(Saved entries)
┌────────

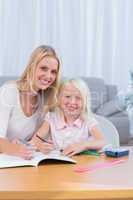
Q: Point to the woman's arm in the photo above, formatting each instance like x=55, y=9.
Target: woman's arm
x=38, y=140
x=96, y=142
x=17, y=149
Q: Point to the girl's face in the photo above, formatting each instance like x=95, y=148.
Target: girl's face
x=46, y=73
x=70, y=101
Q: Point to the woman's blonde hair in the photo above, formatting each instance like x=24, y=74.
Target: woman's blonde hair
x=85, y=95
x=27, y=80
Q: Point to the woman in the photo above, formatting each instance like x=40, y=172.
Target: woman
x=22, y=102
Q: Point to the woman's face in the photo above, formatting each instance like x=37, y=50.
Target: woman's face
x=46, y=73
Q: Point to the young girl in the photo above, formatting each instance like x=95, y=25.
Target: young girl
x=72, y=126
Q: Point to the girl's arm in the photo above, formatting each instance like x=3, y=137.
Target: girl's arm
x=38, y=140
x=17, y=149
x=96, y=142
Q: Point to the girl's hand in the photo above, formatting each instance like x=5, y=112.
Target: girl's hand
x=21, y=150
x=74, y=149
x=44, y=147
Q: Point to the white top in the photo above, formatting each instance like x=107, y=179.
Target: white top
x=13, y=122
x=64, y=134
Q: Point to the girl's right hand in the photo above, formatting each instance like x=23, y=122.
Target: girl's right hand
x=44, y=147
x=21, y=150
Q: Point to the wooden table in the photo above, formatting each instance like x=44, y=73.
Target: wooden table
x=59, y=181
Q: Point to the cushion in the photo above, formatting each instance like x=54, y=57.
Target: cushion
x=109, y=108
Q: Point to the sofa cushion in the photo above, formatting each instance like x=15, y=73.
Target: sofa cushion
x=109, y=108
x=98, y=91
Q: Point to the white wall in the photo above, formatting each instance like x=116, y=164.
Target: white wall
x=92, y=37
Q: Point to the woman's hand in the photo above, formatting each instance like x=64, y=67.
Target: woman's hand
x=44, y=147
x=74, y=149
x=21, y=150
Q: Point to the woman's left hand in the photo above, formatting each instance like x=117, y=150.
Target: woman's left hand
x=74, y=149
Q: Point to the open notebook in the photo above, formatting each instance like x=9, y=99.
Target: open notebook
x=14, y=161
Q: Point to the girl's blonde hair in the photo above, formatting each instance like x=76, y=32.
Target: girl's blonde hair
x=85, y=94
x=27, y=80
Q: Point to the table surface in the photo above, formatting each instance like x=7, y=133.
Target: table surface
x=52, y=180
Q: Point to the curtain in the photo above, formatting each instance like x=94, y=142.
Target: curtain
x=92, y=37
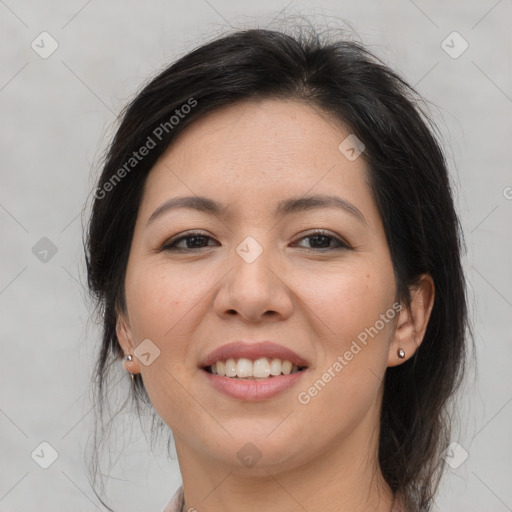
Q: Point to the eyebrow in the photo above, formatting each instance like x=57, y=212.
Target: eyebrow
x=285, y=207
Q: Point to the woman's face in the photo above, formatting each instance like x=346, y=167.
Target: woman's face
x=257, y=269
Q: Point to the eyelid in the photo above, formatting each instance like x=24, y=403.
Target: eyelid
x=342, y=243
x=324, y=232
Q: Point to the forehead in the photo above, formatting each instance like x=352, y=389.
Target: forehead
x=260, y=151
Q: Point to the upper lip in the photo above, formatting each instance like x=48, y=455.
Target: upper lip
x=253, y=351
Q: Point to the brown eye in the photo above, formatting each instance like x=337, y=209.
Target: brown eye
x=189, y=241
x=322, y=241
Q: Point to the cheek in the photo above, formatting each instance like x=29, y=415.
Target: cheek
x=158, y=299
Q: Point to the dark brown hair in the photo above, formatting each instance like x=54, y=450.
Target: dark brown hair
x=409, y=182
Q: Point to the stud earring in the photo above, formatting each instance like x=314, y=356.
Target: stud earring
x=129, y=357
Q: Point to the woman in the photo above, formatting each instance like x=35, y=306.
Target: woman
x=275, y=249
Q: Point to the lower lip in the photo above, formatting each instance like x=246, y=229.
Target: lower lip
x=253, y=390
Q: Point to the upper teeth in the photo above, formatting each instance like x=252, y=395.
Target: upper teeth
x=260, y=368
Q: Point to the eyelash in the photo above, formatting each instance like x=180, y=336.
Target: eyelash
x=170, y=245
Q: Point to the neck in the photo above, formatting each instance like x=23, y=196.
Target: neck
x=341, y=479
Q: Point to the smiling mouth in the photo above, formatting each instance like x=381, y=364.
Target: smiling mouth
x=260, y=369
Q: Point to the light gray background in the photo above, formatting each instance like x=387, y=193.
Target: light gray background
x=56, y=113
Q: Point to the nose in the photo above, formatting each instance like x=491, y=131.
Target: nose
x=254, y=289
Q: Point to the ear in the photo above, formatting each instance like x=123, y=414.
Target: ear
x=125, y=337
x=412, y=321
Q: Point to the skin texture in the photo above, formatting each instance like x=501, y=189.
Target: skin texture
x=250, y=156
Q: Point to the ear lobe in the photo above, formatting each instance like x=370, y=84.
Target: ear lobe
x=125, y=339
x=412, y=321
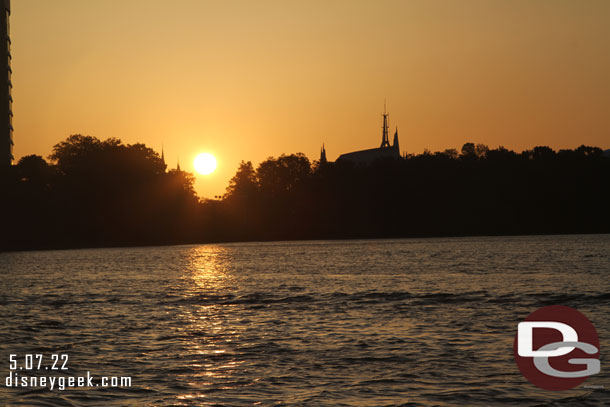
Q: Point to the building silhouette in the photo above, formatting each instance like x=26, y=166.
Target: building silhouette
x=323, y=155
x=386, y=150
x=6, y=101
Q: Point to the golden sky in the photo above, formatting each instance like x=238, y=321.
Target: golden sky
x=251, y=79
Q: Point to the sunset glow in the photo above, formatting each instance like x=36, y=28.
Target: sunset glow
x=205, y=163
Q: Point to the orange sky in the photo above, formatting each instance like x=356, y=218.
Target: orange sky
x=250, y=79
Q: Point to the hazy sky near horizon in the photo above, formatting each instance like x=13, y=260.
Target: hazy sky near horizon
x=245, y=80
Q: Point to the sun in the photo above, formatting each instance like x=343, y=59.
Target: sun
x=205, y=163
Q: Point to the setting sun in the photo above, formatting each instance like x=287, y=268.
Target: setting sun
x=205, y=163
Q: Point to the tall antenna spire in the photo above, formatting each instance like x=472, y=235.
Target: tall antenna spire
x=385, y=142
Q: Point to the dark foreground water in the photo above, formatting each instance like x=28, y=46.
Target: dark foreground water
x=354, y=323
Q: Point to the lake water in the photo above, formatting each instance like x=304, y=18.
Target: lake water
x=414, y=322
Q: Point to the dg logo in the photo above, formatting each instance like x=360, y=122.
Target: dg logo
x=556, y=348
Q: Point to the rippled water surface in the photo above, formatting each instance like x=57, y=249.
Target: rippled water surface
x=338, y=323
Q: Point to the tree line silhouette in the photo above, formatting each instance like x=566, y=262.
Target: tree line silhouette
x=106, y=193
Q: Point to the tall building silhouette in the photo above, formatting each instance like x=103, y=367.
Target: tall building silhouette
x=386, y=150
x=6, y=101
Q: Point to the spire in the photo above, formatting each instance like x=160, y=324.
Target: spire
x=395, y=143
x=385, y=142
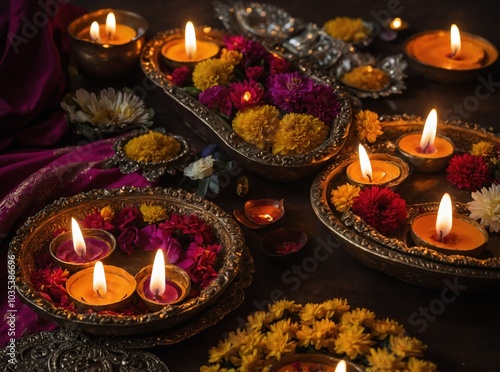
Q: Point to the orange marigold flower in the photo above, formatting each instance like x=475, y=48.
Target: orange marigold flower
x=257, y=125
x=368, y=125
x=299, y=134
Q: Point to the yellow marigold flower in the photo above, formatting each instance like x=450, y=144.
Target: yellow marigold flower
x=329, y=308
x=305, y=335
x=419, y=365
x=359, y=316
x=152, y=147
x=343, y=197
x=381, y=360
x=278, y=308
x=345, y=28
x=482, y=148
x=405, y=346
x=382, y=328
x=220, y=352
x=107, y=213
x=211, y=72
x=309, y=313
x=153, y=213
x=353, y=342
x=368, y=125
x=285, y=326
x=298, y=134
x=212, y=368
x=232, y=56
x=257, y=125
x=278, y=344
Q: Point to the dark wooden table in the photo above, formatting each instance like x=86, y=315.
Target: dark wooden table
x=463, y=334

└────────

## Your assignment
In the records above, the line with "like x=35, y=306." marks the start and the line with "Q: Point to the nose" marks the end; copy that stretch exactly, both lines included, and nothing else.

## Answer to the exercise
Q: Point to the woman in the photo above, formatting each instance like x=35, y=306.
Target: woman
x=275, y=249
Q: Point to the lower lip in the photo above, formatting each instance like x=246, y=229.
Target: lower lip
x=253, y=390
Q: Point to the upper teeth in the photo above, formatting each instance like x=252, y=395.
Target: upper teeth
x=260, y=368
Q: Point to the eyelash in the photo above, formatting each instance like x=180, y=336.
Target: eyelash
x=170, y=245
Q: Point to the neck in the photo above, formatting each instance like x=23, y=196.
Target: neck
x=341, y=479
Q: Point to the smiling mouth in the photo above, formatting each instance like x=381, y=364.
Target: smiling mouth
x=260, y=369
Q: Point to the light gray background in the photo above, formatting each instance like x=387, y=193.
Target: light gray background
x=56, y=113
Q: Point to the nose in the photo above, formatting each instance like x=491, y=131.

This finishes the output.